# Supplied text
• • • • • • •

Some demands questioned regarding Flint drinking water
Published 2:08 pm Saturday, January 23, 2016
DETROIT — Michigan’s top environmental officer was by turns cooperative and confrontational with the U.S. Environmental Protection Agency in a letter pledging to work with the federal government to ensure the safety of Flint’s drinking water but challenging the legality and scope of some federal demands.
Michigan Department of Environmental Quality Director Keith Creagh wrote Friday in a letter to EPA Administrator Gina McCarthy that the state “is committed to working” with her department and Flint to deal with the city’s lead-contamination problem. But he said the state has “legal and factual concerns” with an EPA order a day earlier taking state and city officials to task for their efforts so far and requiring them to take specific actions.
Creagh said Michigan “has complied with every recent demand” of the EPA and that Thursday’s federal order “does not reference the tens of millions of dollars expended by … the state for water filters, drinking water, testing and medical services.”
“The order demands that the state take certain actions, but fails to note that many of those actions … have already been taken,” Creagh, who recently replaced an official who resigned over the water crisis, wrote in his required response to the EPA’s order.
Flint’s water became contaminated with lead when the city switched from the Detroit municipal system and began drawing from the Flint River in April 2014 to save the financially struggling city money. The water was not properly treated to keep lead from pipes from leaching into the supply. Some children’s blood has tested positive for lead, a potent neurotoxin linked to learning disabilities, lower IQ and behavioral problems.

• • • • • • •

# Data records
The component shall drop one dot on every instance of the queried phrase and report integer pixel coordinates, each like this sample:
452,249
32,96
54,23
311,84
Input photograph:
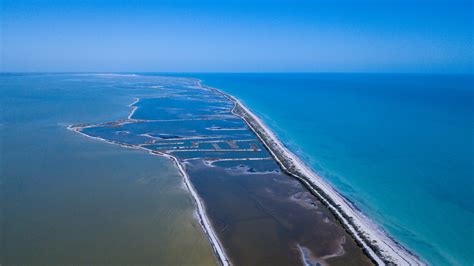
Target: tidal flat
260,214
70,200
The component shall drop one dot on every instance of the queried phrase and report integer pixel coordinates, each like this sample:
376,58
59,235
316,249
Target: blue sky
237,36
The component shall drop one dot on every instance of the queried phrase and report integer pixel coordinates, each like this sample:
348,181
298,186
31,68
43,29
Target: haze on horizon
237,36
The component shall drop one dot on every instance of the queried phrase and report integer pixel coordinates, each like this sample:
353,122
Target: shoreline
200,211
379,245
385,250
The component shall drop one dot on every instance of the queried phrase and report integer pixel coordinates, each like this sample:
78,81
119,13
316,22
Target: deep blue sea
398,145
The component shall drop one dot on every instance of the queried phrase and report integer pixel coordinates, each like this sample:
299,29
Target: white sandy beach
389,249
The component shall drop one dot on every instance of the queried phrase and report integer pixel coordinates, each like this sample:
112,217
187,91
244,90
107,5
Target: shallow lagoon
261,215
68,199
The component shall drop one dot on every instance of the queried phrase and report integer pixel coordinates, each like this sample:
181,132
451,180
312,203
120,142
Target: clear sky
237,36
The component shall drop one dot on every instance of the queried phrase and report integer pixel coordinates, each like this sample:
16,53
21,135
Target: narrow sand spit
382,248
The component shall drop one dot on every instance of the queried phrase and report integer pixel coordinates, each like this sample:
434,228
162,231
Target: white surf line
389,249
215,150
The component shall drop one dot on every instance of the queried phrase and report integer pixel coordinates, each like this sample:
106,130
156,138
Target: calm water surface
400,146
69,199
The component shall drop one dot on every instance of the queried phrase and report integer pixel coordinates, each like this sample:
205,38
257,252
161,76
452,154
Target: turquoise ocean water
400,146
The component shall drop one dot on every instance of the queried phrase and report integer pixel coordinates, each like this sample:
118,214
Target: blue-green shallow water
400,146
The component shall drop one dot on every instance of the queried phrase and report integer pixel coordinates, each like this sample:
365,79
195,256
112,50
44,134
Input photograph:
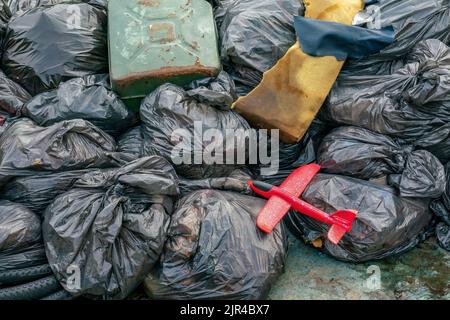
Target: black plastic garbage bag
20,237
215,250
412,20
175,125
254,35
111,227
412,103
51,44
132,143
441,208
386,224
38,192
360,153
237,181
27,149
5,15
87,98
12,96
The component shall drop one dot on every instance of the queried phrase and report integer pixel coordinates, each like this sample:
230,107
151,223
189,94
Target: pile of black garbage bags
92,204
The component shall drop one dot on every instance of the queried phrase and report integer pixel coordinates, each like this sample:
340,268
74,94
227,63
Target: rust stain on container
167,72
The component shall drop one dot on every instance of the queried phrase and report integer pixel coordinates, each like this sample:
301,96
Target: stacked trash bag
95,205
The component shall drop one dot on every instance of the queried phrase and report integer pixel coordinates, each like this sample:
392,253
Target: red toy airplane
285,197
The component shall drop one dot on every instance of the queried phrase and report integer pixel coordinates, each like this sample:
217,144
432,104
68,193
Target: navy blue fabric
322,38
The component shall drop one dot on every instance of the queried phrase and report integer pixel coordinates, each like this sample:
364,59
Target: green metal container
152,42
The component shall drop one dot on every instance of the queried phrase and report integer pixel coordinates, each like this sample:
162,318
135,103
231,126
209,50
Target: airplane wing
276,208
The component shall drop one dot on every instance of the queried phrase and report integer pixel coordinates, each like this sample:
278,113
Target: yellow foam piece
292,92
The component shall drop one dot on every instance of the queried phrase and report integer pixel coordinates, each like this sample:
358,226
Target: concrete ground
422,273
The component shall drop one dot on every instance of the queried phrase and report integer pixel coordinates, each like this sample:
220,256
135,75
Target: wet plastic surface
215,251
48,45
386,224
112,225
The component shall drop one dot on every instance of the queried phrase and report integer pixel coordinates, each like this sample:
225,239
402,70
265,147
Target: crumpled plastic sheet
18,7
38,191
20,237
360,153
64,146
237,181
412,104
88,98
12,96
131,142
292,156
413,21
41,49
175,120
111,226
215,250
386,224
254,35
441,208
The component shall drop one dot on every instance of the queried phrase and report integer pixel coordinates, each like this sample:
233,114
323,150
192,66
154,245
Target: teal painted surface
152,42
422,273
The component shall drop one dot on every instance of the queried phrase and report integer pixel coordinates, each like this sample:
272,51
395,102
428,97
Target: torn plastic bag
412,104
360,153
386,224
51,44
38,192
131,142
215,251
12,96
254,35
67,145
88,98
111,226
175,124
20,237
412,20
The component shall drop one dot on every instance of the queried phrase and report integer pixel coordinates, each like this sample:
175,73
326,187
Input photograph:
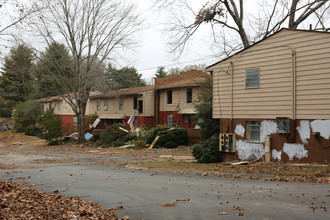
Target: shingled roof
183,79
123,92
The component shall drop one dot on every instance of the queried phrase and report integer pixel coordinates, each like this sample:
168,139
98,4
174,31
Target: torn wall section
312,142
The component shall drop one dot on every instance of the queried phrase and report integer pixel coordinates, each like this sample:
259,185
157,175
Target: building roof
287,29
123,92
184,79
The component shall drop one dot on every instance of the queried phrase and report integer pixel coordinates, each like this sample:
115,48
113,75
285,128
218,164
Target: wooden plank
154,142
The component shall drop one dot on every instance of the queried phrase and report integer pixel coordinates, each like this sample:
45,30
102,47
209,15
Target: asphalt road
149,195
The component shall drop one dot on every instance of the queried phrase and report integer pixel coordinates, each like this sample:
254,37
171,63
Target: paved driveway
150,195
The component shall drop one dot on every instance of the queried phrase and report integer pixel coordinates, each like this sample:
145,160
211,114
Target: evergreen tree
124,78
16,83
55,64
160,73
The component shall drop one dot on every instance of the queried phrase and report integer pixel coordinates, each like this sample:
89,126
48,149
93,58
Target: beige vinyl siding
274,97
148,103
65,108
179,99
128,104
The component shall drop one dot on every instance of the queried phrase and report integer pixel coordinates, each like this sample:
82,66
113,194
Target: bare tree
93,30
230,19
12,14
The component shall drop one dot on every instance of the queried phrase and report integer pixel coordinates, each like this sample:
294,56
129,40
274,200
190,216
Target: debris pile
20,202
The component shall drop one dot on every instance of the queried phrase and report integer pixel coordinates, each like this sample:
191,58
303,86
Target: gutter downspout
231,96
293,137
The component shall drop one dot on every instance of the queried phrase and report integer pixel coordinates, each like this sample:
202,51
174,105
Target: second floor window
252,78
121,104
169,97
253,130
105,104
134,103
189,95
75,121
98,105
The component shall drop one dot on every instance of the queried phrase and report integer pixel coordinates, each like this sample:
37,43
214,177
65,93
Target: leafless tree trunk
92,30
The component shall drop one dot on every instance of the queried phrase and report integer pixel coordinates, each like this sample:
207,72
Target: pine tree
16,83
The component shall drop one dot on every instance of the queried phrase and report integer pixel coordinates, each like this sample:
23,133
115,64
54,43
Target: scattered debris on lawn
175,203
88,136
20,202
250,159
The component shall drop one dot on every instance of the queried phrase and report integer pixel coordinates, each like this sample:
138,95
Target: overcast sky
154,51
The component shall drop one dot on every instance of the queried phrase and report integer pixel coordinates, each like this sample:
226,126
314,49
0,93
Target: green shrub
139,144
32,130
113,136
26,114
150,135
55,142
170,139
95,137
207,151
51,125
174,138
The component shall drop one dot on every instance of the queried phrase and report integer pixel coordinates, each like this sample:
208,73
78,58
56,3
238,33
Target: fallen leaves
20,202
175,203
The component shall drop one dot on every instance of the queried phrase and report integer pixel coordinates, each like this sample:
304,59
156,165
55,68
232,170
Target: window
169,121
98,105
253,130
106,123
189,95
105,104
140,108
134,103
75,121
185,118
252,78
169,97
121,103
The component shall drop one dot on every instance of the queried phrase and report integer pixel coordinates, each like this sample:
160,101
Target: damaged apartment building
169,102
273,98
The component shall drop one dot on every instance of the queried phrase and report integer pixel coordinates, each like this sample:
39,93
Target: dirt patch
280,172
7,167
20,202
18,138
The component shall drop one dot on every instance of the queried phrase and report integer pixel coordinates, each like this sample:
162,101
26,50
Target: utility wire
150,68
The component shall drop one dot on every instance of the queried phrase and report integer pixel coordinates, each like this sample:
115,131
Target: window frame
121,104
75,121
169,97
135,103
250,75
189,95
185,118
170,120
98,105
252,126
105,105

• • • • • • •

# Directions for this task
Copy the stretch of the Flint water article from "Flint’s water became" through "and behavioral problems.". These items were drawn from a different source.

# Solution to this exercise
Flint’s water became contaminated with lead when the city switched from the Detroit municipal system and began drawing from the Flint River in April 2014 to save the financially struggling city money. The water was not properly treated to keep lead from pipes from leaching into the supply. Some children’s blood has tested positive for lead, a potent neurotoxin linked to learning disabilities, lower IQ and behavioral problems.